Segment Start: Data for processing

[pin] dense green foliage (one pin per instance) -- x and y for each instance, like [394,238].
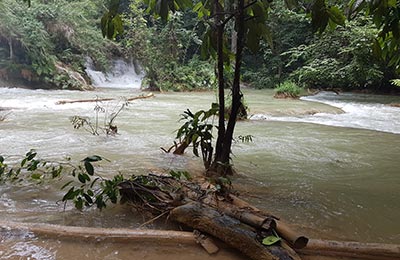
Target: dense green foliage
[49,41]
[288,89]
[168,52]
[341,57]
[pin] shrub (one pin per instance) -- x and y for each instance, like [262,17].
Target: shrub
[287,89]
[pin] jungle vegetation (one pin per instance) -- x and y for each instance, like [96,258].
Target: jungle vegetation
[47,44]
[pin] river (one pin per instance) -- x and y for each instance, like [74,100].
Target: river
[326,163]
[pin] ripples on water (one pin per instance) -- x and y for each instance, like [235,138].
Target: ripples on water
[340,182]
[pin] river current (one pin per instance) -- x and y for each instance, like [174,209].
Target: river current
[327,163]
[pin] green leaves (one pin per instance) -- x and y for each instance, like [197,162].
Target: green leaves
[270,240]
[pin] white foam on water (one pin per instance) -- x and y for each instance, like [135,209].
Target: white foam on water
[360,111]
[122,75]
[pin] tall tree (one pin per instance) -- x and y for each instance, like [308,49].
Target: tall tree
[248,18]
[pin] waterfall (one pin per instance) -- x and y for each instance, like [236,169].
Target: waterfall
[122,75]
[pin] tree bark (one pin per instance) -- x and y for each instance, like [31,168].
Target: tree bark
[221,81]
[224,168]
[229,230]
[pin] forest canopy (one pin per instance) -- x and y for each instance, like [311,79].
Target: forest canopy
[47,44]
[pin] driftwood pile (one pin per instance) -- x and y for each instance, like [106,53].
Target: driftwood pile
[202,206]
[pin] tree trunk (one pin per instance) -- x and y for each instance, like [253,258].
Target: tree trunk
[221,165]
[229,230]
[11,49]
[221,81]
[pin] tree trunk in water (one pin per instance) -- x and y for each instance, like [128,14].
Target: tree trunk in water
[221,81]
[221,165]
[229,230]
[11,49]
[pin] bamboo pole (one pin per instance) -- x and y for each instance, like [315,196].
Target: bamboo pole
[295,239]
[62,102]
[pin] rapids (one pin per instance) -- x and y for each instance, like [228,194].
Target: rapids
[327,163]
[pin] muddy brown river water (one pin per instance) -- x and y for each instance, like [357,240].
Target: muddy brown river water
[328,164]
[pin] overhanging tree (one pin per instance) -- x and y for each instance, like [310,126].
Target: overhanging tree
[248,18]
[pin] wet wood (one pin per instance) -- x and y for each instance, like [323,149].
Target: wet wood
[62,102]
[90,233]
[229,230]
[295,239]
[354,250]
[206,242]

Segment End: Data for processing

Required work:
Restate every line of the listing exactly. Pictures are not part of the copy.

Answer for this exercise:
[pin] dense green foliage (one pin per instance) -- x and y for each instance, like [394,238].
Target: dense green foliage
[49,41]
[288,89]
[168,52]
[341,57]
[pin] shrub (one pin per instance) -- x and y for each instance, like [262,17].
Target: shrub
[287,89]
[pin] jungle vegetation (one pin per instance) -- x and y for each instance, like [96,258].
Target: jungle vegetation
[47,44]
[pin] river (one pin per instance) -- x and y for each instance, like [74,100].
Target: river
[326,163]
[pin] ripples on water (one pin per instance) -- x and y for each instance, like [235,138].
Target: ripples on water
[340,182]
[pin] river current (one pin per instance) -- x and y for each instance, like [174,209].
Target: river current
[327,163]
[pin] green leaves (one pin per instance) -- x and y for each instance, like [197,162].
Target: green leaves
[270,240]
[pin] white foam on water (one pin per instance) -- x and y for each instance, like [135,209].
Target: white foam on water
[360,111]
[122,75]
[pin] tall tree (one pin per instance) -- x and y for each instance, like [308,49].
Target: tall tree
[248,18]
[pin] waterfall (one pin per instance) -- x and y for each instance, like [236,169].
Target: waterfall
[122,75]
[pin] tree bark (one pin per instance) -- x and y for each instance, like [31,168].
Target: tree bark
[221,81]
[224,168]
[229,230]
[pin] forest canopy (one pin per instance) -- x and y for each instance, like [311,79].
Target: forest canopy
[47,44]
[pin] driftwood pile (one pin per instance) -- x and y for each instance, like [106,53].
Target: driftwood pile
[202,206]
[pin] tree trunk (one pin per instance) -- x and y for each instance, like [253,258].
Target: tree trunk
[221,165]
[229,230]
[11,49]
[221,81]
[pin] tree trunk in water (one pin per instance) -- x and y for each instance, like [128,14].
Target: tree trunk in water
[221,81]
[221,165]
[229,230]
[11,49]
[pin] bamboo pole (one pin per instance) -- x and y for each instance, like [315,196].
Target: bamboo pole
[295,239]
[62,102]
[pin] rapids (one pin per instance) -- x and y for each instance, like [228,194].
Target: rapids
[327,163]
[pin] muddy brown river water (one pin per instance) -- x and y for each instance, like [357,240].
Target: muddy brown river water
[328,164]
[pin] overhanging tree (one pin per instance) -- x and y for each instance, like [310,126].
Target: overhanging tree
[248,18]
[pin] wet wood (one pin per instance) -- x and y for each instance, like [323,149].
Target: wet wood
[62,102]
[90,233]
[229,230]
[295,239]
[354,250]
[206,242]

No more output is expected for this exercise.